YOUR TASK: Rewrite the entire listing below with every "thickest part" changed to "widest part" and all other text kept the same. Leave the pictures out of your version.

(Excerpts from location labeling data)

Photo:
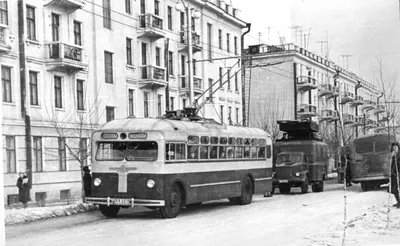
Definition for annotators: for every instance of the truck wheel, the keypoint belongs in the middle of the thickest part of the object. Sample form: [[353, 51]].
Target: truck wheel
[[173, 202], [284, 189], [109, 211], [304, 186]]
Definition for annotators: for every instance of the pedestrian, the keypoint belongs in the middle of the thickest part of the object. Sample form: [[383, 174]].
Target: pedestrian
[[87, 181], [23, 188], [395, 170]]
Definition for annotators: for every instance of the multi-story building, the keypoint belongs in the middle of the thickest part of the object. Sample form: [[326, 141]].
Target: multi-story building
[[68, 66], [288, 82]]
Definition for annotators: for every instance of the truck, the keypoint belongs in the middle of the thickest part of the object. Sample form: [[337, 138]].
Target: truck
[[300, 158]]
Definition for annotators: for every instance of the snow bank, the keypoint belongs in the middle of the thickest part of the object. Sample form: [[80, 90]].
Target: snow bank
[[17, 216]]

ANSWER FOR THE TASK:
Photo:
Definition for annotators: for every instance of the truck wheel, the keypoint belongs in the middle of the widest part of the object. Sample form: [[353, 51]].
Target: truck wheel
[[173, 202], [284, 189], [109, 211], [304, 186]]
Definition for annotators: for every instance of the pedestrian, the keypoint belongs in the middle of the widest part of the object. Sample form: [[383, 174]].
Target: pedestrian
[[87, 181], [23, 188], [395, 170]]
Definition for annotators: for every instance of the multi-story building, the keypoint belongs in the middle of the widest part of the object. Sample form: [[326, 141]].
Target: multi-story building
[[68, 66], [288, 82]]
Definition for annotators: for every instance of the truck, the keypoint belongs in the middle of the widest part of the object. Sample form: [[337, 138]].
Target: truck
[[300, 158]]
Definition for annotators: for every instance of the snow bank, the keypoint belongs in the middle of the widest part of the object. Sample form: [[80, 90]].
Target: snow bank
[[17, 216]]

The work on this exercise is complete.